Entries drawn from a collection
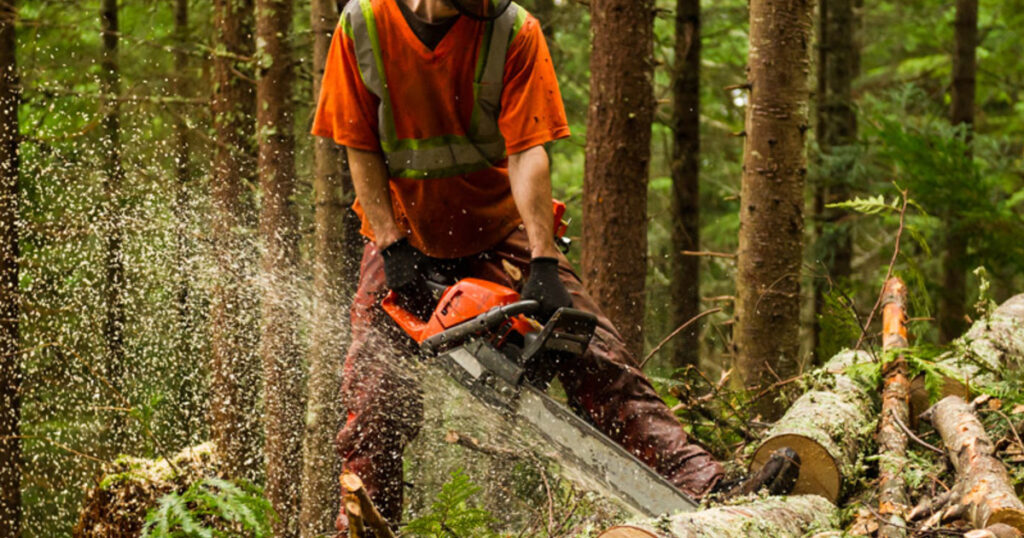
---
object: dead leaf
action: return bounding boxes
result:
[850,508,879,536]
---
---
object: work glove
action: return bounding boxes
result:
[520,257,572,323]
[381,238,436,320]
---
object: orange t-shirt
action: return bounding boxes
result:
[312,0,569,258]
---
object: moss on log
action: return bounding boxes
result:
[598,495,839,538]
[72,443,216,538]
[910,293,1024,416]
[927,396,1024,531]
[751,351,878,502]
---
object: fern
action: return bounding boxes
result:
...
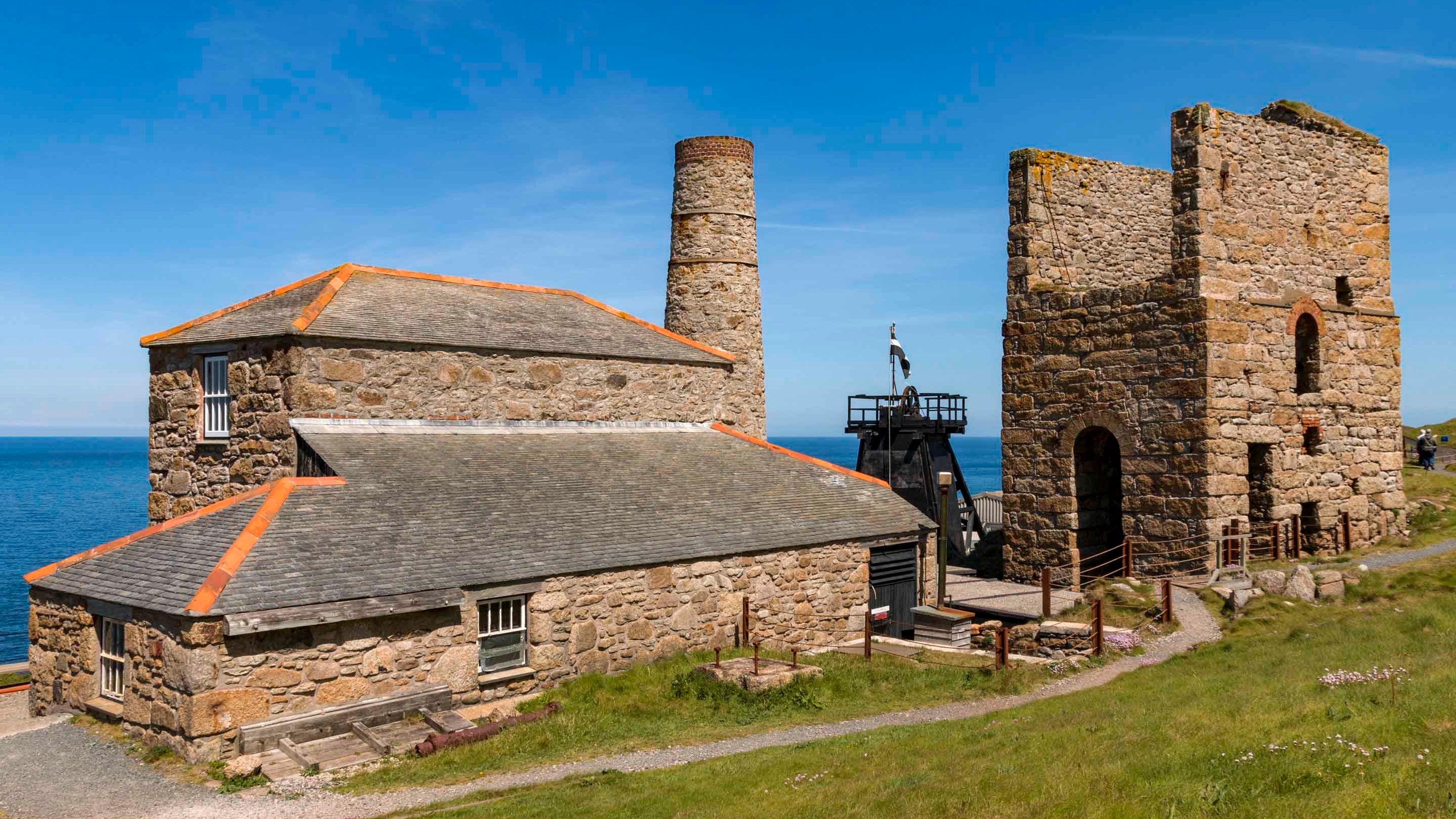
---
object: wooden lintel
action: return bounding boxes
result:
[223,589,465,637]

WORK TO DO: Return every line of the records above that contains the string "object", matching case exactly.

EXERCISE SOLUTION:
object: dead leaf
object: work glove
object: orange t-shirt
object: moss on log
object: fern
object: wooden lintel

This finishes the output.